> _GIVEN TEXT_
↓

1

I have an initial value as well as three datasets in a list:

  value <- 10
  df1 <- data.frame(id = c("a", "b", "c"), quantity = c(3, 7, -2))
  df2 <- data.frame(id = c("d", "e", "f"), quantity = c(0, -3, 9))
  df3 <- data.frame(id = c("g", "h", "i"), quantity = c(-2, 0, 4))
  df_list <- list(df1, df2, df3)

I would like to apply multiple functions to each data frame in the list, dynamically update the value at the end of the operations, and then run the same procedure on the next list item. The challenge is that the functions themselves take value as an input.

Here is how I would accomplish this without using the apply function:


  # Example function 1: Generate `outcome` by multiplying quantity times a random number
  df_list[[1]]$outcome <- df_list[[1]]$quantity * sample(1:10, 1)

  # Example function 2: Multiply `value` by `quantity` to update `outcome` 
  df_list[[1]]$outcome <- value * df_list[[1]]$quantity
  
  # Updates `value` by adding the old `value` to the sum of the outcome column:
  value <- value + as.numeric(colSums(df_list[[1]]["outcome"]))

  # Repeats operations for df_list[[2]] and df_list[[3]]
  df_list[[2]]$outcome <- df_list[[2]]$quantity * sample(1:10, 1)
  df_list[[2]]$outcome <- value * df_list[[2]]$quantity
  value <- value + as.numeric(colSums(df_list[[2]]["outcome"]))
  
  df_list[[3]]$outcome <- df_list[[3]]$quantity * sample(1:10, 1)
  df_list[[3]]$outcome <- value * df_list[[3]]$quantity
  value <- value + as.numeric(colSums(df_list[[3]]["outcome"]))

I can use lapply to run the functions on each list item, but how do I access (and dynamically update) the non-list object value before proceeding to the next list item?

hoho
  • 107
  • 7
  • Isn't this `df_list[[1]]$outcome <- value * df_list[[1]]$quantity` and `df_list[[1]]$outcome <- df_list[[1]]$quantity * sample(1:10, 1)`completely replaceing the 'outcome' i.e. if the second step is done without considering the value of outcome, why the first step was assigned – akrun Sep 25 '21 at 00:02
  • Yes—good point. Both functions are examples, not the actual (more complex) functions I'm interested in, and the random number product was the first thing I thought of, although of course you're right that it makes the first function pointless. I've edited to reverse the order of the functions (which I admit only marginally makes them more meaningful) and noted that they are examples only. – hoho Sep 25 '21 at 00:11
  • Ok, if that is the case the `for` loop in the solution is the easiest and flexible one compared to a `Reduce` based approach – akrun Sep 25 '21 at 00:12

1 Answers1

1

if we need to update, use a for loop i.e loop over the sequence of list and change the index

for(i in seq_along(df_list)) {
     # Multiplies `value` by `quantity` to obtain `outcome` for each row in df_list[[1]]
       df_list[[i]]$outcome <- value * df_list[[i]]$quantity

       # Updates `outcome` by multiplying by a random number
       df_list[[i]]$outcome <- df_list[[i]]$quantity * sample(1:10, 1)

↑

> _GIVEN RECORDS_
↓

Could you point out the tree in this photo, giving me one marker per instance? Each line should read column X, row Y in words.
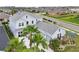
column 15, row 46
column 30, row 29
column 13, row 11
column 38, row 39
column 54, row 44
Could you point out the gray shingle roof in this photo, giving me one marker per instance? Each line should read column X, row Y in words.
column 48, row 28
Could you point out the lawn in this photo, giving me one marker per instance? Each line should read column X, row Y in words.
column 69, row 18
column 73, row 49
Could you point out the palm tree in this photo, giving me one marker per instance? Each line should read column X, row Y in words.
column 39, row 39
column 15, row 45
column 30, row 29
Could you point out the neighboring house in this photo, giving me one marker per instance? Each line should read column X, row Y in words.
column 50, row 31
column 4, row 17
column 20, row 20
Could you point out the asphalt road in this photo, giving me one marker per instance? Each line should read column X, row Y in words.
column 63, row 24
column 3, row 39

↑

> _PROBLEMS_
1. Summarize the R question thread in three sentences.
2. In the rows, switch "tree" to "shrub" across the stretch from the start of the rows through the line containing "column 54, row 44", keeping everything else unchanged and leaving out the pictures.

> _RESULTS_
1. The asker has an initial value and a list of three data frames, and wants to apply several functions to each data frame that take value as an input, updating value before moving on to the next list item. A commenter notes that the second assignment to outcome completely replaces the first, and the asker replies that both functions are only examples of more complex ones. The answer recommends a for loop over seq_along(df_list) that changes the index, which the commenter calls easier and more flexible than a Reduce-based approach.

2.
Could you point out the shrub in this photo, giving me one marker per instance? Each line should read column X, row Y in words.
column 15, row 46
column 30, row 29
column 13, row 11
column 38, row 39
column 54, row 44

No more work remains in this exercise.